• **GIVEN TASK**
Turn every one of the records below into a numbered list, omitting any blank lines.
>> Begin
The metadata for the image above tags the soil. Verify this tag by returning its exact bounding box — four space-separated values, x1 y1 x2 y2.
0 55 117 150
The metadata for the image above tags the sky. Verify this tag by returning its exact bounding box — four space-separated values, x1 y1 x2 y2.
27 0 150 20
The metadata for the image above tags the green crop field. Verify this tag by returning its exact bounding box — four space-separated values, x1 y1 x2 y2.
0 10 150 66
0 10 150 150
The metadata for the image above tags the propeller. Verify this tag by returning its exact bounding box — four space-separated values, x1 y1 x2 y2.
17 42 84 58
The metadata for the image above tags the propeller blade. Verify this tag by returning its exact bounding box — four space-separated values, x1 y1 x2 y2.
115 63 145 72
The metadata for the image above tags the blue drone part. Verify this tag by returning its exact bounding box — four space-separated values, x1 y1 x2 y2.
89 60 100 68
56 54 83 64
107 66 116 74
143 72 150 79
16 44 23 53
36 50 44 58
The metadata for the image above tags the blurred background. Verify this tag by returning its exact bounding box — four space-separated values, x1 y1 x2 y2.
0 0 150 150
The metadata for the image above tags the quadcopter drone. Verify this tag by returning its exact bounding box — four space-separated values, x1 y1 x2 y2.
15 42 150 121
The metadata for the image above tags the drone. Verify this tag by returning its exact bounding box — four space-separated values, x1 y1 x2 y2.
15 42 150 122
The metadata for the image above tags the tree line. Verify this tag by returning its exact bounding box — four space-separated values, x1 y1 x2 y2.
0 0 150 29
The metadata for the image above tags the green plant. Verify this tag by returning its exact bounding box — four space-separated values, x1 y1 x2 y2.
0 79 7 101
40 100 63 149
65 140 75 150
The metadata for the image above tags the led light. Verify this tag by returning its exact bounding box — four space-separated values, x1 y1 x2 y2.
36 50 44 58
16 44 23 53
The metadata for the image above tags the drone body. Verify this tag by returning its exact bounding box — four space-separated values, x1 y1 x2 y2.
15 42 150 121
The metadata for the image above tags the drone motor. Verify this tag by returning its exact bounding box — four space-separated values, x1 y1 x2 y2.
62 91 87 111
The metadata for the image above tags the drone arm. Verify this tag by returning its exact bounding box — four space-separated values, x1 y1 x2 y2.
>> End
• **FINISHED TASK**
1. The metadata for the image above tags the soil. Verify this tag by returning its exact bounding box — four space-separated values, x1 y1 x2 y2.
2. 0 55 117 150
3. The metadata for the image above tags the sky. Verify this tag by returning its exact bounding box — four space-separated values, x1 y1 x2 y2.
4. 27 0 150 20
5. The metadata for the image above tags the green crop field. Verify this tag by returning its exact bounding box — four space-separated values, x1 y1 x2 y2.
6. 0 10 150 66
7. 0 10 150 150
8. The metadata for the image above tags the propeller. Verify this tag by returning its exact bounding box — four space-separated values, x1 y1 x2 y2.
9. 17 42 84 58
10. The metadata for the image above tags the propeller blade. Verify this tag by returning its exact bounding box — four space-separated values, x1 y1 x2 y2.
11. 115 63 145 72
12. The metadata for the image above tags the blue drone part. Verify this tag by returning its exact bounding box — four space-separated values, x1 y1 x2 y2.
13. 89 60 100 68
14. 56 54 83 64
15. 107 66 116 74
16. 143 72 150 79
17. 16 44 23 53
18. 36 50 44 58
19. The metadata for the image above tags the blurred background. Verify this tag by returning its exact bounding box — four space-separated values, x1 y1 x2 y2.
20. 0 0 150 150
21. The metadata for the image above tags the quadcopter drone. Verify this tag by returning its exact bounding box — four space-separated values, x1 y1 x2 y2.
22. 15 42 150 121
23. The metadata for the image above tags the drone. Verify this tag by returning its exact bounding box — four space-separated values, x1 y1 x2 y2.
24. 15 42 150 122
25. The metadata for the image above tags the tree line. Verify this tag by returning its exact bounding box — four space-separated values, x1 y1 x2 y2.
26. 0 0 150 29
27. The metadata for the image above tags the green plant. Verify this tag by returning its exact bounding box — four space-separated values, x1 y1 x2 y2.
28. 0 79 7 101
29. 40 100 63 149
30. 65 140 75 150
31. The metadata for the image above tags the led light. Verify this tag by returning its exact bounding box — four space-separated values, x1 y1 x2 y2.
32. 36 50 44 58
33. 16 44 23 53
34. The metadata for the image above tags the drone body. Verify this tag by returning its exact bounding box — four space-separated values, x1 y1 x2 y2.
35. 15 42 150 121
36. The metadata for the image above tags the drone motor. Verify this tag by returning its exact bounding box — four space-separated values, x1 y1 x2 y2.
37. 62 91 87 111
38. The metadata for the image above tags the drone arm. Verify this tag by returning its exact bounding box — four space-separated values, x1 y1 x2 y2.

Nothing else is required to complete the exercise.